READING PASSAGE:
May 2, 2013 by Spokes For Nonprofits

What do you & Leadership SLO do?

I’ve been the executive director of Leadership SLO since 2010.  Leadership is a year-long program that has been developing passionate and effective community leaders for San Luis Obispo County business, agriculture, education, health, government and non-profits since 1991.  We’re about building authentic relationships and identifying SLO County’s challenges and opportunities.

What was the original goal tied to your HINDsight?  What did you set out to do?

Well first, I love it that Greg Hind inspired us to look at (and talk about!) the growth that comes from failure. I’ve been in environmental, arts and community nonprofit management for over 30 years and will happily talk to anyone about the many time-consuming and costly mistakes I’ve made! How about the 5,000 Pops by the Sea postcards I sent out with the wrong ticket-line phone number when I was at the Symphony? Or forgetting to include 25% of the labor costs in a large contract when I worked at ECOSLO?   I refuse to call it a mistake that time we did square dancing on Arts Day at Leadership SLO.

PROBLEM STATEMENT: Write a continuation of the Leadership SLO interview, starting after its final sentence. The data below was drawn from a separate source.

Stored entries
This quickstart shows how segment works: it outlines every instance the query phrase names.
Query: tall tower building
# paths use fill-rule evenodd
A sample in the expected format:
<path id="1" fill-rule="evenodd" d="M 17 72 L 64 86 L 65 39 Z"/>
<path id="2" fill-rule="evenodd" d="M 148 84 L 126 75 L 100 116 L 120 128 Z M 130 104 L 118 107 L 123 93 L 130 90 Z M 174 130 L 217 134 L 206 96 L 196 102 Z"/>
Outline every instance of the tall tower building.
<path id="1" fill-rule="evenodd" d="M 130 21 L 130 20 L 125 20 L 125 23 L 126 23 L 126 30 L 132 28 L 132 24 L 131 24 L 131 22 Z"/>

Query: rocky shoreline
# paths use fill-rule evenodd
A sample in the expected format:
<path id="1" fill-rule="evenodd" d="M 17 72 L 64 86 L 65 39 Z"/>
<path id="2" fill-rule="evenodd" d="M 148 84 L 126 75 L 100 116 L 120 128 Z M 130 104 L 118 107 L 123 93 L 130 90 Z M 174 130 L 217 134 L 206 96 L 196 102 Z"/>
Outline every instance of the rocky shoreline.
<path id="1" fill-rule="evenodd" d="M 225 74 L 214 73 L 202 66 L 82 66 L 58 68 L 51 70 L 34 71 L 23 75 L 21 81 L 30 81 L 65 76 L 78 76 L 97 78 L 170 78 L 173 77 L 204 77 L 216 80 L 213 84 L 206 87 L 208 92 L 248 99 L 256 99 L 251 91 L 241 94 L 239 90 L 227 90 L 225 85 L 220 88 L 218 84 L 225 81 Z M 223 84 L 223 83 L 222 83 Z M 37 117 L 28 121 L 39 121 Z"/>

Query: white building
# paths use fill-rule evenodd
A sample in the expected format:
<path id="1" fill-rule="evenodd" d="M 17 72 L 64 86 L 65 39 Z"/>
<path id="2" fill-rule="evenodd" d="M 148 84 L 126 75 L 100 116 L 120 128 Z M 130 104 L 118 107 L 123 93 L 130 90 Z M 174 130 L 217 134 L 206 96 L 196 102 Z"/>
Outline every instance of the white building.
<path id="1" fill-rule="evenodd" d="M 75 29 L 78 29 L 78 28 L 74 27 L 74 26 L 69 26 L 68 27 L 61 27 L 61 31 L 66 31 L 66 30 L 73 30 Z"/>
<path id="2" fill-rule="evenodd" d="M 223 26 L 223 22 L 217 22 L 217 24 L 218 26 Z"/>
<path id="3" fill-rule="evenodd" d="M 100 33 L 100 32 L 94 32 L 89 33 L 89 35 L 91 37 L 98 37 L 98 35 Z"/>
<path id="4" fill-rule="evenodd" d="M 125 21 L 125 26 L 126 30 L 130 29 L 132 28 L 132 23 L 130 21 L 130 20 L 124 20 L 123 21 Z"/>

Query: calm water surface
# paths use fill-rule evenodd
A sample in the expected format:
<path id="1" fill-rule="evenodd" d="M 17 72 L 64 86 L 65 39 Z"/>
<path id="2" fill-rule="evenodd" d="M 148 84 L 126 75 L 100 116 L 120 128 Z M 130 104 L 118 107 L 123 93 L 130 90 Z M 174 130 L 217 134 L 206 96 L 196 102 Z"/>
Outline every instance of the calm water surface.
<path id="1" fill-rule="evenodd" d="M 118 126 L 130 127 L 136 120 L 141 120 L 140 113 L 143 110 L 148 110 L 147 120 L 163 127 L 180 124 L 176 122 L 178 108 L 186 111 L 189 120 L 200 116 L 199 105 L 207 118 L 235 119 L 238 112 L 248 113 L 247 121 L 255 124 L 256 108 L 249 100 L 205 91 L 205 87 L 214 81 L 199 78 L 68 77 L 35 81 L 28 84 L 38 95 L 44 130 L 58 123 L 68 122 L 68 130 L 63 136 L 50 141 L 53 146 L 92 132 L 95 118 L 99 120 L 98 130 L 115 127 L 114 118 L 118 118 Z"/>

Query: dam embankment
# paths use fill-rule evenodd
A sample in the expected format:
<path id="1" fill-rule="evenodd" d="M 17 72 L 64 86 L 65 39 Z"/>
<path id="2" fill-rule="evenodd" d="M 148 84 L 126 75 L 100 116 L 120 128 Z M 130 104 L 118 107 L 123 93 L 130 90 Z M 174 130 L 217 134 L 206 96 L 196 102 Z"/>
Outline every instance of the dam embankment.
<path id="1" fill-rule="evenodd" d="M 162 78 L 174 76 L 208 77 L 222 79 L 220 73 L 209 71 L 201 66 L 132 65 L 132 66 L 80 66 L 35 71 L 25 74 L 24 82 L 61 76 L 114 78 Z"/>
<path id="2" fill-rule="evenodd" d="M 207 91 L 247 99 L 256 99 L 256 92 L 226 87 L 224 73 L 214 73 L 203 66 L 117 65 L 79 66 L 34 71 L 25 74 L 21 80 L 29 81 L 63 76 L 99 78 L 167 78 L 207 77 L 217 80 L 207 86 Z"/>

RESULT FOR THIS EXERCISE:
What I really want to talk about though is being a boss and managing staff.  What did I set out to do?  I set out to be good; to be inclusive in decision-making, to listen, to be supportive, to encourage personal growth. And most importantly to create a team atmosphere that made our organization relevant and meaningful to our community.

What actually happened?

Hmmm.  Well, hang in for the happy-ish ending, but I can think of three pivotal instances where I failed as a boss and it about crushed me at the time.

  1. I worked with this brilliant and creative person and in the name of maintaining standards I asked her to show me all the work that she generated before it left the office. Actually a really good idea….for awhile. I praised her often and told her (and our board members) how lucky we were to have her with the organization. One day, after months of good work on the job, she came into my office and handed me a document to “review.” As I changed a word, added a comma and underlined a phrase, she asked me “Sandi, do you really think redlining those items makes the document better…or are you trying to remind me that you’re the boss?”  Ouch. I’m sure I protested but her question really touched me.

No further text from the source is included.